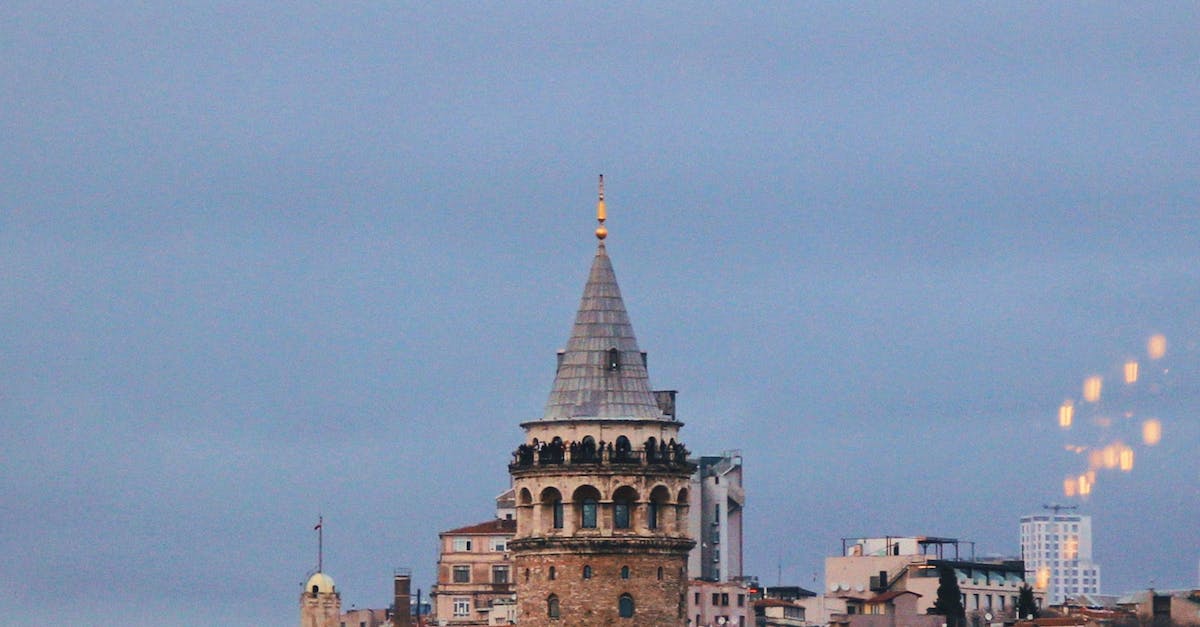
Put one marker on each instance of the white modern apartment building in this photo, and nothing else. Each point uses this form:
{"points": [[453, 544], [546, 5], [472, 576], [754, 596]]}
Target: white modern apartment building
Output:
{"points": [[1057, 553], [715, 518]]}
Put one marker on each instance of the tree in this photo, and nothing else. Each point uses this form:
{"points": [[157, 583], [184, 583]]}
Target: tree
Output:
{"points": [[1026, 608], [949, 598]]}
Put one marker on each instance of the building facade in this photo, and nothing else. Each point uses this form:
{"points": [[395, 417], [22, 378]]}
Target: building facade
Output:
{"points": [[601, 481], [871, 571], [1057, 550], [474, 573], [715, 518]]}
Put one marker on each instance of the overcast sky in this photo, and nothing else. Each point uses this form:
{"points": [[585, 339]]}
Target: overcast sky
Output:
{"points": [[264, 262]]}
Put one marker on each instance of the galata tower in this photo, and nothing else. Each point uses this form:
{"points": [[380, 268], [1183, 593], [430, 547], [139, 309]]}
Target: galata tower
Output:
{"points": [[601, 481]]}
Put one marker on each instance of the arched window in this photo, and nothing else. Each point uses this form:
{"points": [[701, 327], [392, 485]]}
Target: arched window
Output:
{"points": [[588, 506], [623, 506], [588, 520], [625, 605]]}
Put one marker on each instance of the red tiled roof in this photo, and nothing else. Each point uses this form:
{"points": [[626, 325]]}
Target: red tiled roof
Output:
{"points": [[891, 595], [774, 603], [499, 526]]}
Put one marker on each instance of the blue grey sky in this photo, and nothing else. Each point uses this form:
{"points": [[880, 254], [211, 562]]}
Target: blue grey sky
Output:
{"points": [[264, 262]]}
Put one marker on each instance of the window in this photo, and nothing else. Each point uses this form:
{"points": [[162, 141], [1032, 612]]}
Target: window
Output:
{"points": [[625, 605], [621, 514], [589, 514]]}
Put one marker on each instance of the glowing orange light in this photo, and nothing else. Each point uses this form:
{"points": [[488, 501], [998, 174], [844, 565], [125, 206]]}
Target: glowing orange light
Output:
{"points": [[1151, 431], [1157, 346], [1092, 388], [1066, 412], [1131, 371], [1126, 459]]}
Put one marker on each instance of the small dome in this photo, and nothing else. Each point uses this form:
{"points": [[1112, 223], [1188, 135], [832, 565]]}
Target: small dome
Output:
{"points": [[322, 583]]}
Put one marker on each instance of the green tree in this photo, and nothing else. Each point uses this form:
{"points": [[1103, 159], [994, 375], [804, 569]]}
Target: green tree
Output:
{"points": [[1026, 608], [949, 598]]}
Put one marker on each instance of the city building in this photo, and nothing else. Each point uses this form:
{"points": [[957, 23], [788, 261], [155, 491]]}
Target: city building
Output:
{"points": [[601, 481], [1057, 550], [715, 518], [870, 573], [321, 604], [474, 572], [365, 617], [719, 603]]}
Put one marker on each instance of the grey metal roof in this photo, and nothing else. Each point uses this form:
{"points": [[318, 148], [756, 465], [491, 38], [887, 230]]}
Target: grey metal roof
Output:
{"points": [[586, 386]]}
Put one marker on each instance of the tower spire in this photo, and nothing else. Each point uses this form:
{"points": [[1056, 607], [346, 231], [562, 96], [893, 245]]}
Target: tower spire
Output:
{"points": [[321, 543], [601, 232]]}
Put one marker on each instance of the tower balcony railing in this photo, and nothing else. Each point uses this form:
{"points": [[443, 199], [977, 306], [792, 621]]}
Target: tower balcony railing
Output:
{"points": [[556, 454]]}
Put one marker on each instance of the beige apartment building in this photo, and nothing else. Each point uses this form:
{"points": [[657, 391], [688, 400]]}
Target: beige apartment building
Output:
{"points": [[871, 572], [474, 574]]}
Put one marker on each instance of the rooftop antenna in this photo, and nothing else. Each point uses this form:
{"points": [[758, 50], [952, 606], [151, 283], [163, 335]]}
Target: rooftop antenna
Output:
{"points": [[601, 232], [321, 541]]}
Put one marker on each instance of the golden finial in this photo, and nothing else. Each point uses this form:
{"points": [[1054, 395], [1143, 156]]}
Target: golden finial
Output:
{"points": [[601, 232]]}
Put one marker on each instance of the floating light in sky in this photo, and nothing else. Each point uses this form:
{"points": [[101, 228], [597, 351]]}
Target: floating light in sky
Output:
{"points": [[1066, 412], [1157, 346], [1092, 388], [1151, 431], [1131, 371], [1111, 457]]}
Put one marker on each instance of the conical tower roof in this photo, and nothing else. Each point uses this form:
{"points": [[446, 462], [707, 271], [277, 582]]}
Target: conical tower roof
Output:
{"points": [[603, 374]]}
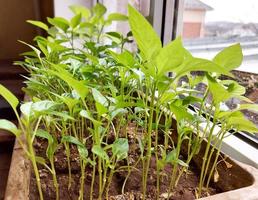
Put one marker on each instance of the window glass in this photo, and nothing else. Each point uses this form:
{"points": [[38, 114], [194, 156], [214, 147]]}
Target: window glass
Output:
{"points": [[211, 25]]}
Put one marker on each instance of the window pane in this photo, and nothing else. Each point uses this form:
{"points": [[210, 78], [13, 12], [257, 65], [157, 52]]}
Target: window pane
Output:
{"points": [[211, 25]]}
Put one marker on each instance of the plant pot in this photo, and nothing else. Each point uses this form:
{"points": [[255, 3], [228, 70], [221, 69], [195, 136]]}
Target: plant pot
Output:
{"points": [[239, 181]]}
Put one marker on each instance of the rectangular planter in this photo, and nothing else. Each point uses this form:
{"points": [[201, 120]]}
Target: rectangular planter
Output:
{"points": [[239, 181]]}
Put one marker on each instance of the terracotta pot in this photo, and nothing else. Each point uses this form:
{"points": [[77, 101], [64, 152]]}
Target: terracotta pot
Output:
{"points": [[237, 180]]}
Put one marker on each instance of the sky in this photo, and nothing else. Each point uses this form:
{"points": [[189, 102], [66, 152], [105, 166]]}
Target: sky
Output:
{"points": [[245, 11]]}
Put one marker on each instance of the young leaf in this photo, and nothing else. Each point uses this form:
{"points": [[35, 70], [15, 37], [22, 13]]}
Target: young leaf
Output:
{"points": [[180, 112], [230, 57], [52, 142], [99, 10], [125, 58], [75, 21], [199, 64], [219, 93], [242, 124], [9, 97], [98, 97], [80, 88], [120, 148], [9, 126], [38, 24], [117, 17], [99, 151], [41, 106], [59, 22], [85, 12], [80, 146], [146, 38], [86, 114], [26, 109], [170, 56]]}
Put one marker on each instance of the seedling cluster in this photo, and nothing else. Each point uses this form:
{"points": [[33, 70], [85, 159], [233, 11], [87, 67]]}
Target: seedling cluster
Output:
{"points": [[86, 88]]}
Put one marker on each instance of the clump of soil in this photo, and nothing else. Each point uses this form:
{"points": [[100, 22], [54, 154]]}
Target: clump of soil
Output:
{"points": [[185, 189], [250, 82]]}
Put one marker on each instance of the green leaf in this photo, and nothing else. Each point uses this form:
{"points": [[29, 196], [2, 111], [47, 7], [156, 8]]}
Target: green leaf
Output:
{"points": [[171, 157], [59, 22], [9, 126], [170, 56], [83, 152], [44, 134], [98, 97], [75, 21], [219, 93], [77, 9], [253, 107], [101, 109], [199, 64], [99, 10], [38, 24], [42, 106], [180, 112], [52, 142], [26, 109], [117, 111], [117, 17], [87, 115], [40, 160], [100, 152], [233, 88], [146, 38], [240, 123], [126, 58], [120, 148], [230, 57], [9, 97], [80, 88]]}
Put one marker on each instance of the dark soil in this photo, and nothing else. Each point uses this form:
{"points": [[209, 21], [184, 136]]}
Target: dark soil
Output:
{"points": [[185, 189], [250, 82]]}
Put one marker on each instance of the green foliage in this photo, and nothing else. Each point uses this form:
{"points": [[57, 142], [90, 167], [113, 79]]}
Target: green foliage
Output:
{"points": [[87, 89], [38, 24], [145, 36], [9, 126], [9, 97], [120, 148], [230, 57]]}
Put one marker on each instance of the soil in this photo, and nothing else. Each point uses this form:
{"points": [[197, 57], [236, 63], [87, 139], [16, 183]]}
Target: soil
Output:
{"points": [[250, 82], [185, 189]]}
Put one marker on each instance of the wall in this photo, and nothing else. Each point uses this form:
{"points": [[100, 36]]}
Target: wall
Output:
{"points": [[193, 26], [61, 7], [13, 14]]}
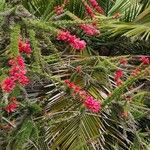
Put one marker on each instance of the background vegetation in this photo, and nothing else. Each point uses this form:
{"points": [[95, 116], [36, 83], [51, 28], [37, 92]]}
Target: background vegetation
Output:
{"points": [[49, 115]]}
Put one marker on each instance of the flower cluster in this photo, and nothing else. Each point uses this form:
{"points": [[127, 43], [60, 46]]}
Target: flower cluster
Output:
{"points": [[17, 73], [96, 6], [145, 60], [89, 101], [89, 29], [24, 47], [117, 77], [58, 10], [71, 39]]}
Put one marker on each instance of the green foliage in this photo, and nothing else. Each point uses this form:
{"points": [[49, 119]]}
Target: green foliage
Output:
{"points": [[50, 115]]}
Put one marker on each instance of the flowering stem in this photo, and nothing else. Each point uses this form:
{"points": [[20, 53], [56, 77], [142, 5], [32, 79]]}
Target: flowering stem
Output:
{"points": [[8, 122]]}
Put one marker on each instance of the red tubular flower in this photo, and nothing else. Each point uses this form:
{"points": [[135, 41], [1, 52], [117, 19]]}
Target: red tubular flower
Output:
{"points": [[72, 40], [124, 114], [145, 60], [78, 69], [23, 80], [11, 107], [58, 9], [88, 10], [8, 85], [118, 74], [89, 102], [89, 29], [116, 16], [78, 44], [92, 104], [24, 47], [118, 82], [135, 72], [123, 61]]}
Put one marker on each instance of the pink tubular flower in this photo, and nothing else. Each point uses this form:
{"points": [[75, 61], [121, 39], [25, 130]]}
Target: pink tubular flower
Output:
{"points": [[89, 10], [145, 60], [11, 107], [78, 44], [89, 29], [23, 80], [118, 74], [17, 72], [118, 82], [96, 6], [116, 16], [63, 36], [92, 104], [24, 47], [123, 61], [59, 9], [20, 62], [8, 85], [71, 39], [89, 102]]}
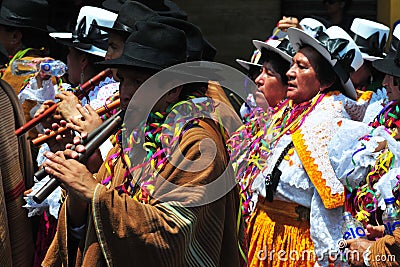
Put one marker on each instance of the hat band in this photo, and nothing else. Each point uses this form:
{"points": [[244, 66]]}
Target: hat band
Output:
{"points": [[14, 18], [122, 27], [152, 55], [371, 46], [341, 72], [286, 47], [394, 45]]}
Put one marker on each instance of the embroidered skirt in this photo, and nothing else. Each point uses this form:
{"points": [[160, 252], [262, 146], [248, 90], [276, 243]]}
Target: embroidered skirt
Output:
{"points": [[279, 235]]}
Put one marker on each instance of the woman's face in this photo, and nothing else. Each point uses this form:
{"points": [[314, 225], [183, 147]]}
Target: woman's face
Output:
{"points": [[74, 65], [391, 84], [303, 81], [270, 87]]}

• WORK REQUIRED
Output exactly the lines above, from the one holding "Put one marker on each instance of the hat" through the end of the data, including the first and last.

• REPLY TO THE TASK
Put one marker on each instance of the hat band in this photo, and nothing else. Each point uses this form:
{"points": [[244, 66]]}
Target: hat band
Output:
{"points": [[14, 18], [122, 27], [152, 55], [371, 46], [341, 72], [286, 47], [394, 45]]}
Put one marker on each instance of the embroidered skirt in this photo, and nothing else. Each point uses this form:
{"points": [[160, 252], [262, 146], [248, 90], [276, 243]]}
Target: embroidered skirt
Output:
{"points": [[279, 235]]}
Put one marker on each instance of the woman's face in this photo, and nothing else. Each point uses this form:
{"points": [[314, 225], [183, 147]]}
Target: woman's face
Output:
{"points": [[74, 65], [391, 84], [303, 81], [270, 87]]}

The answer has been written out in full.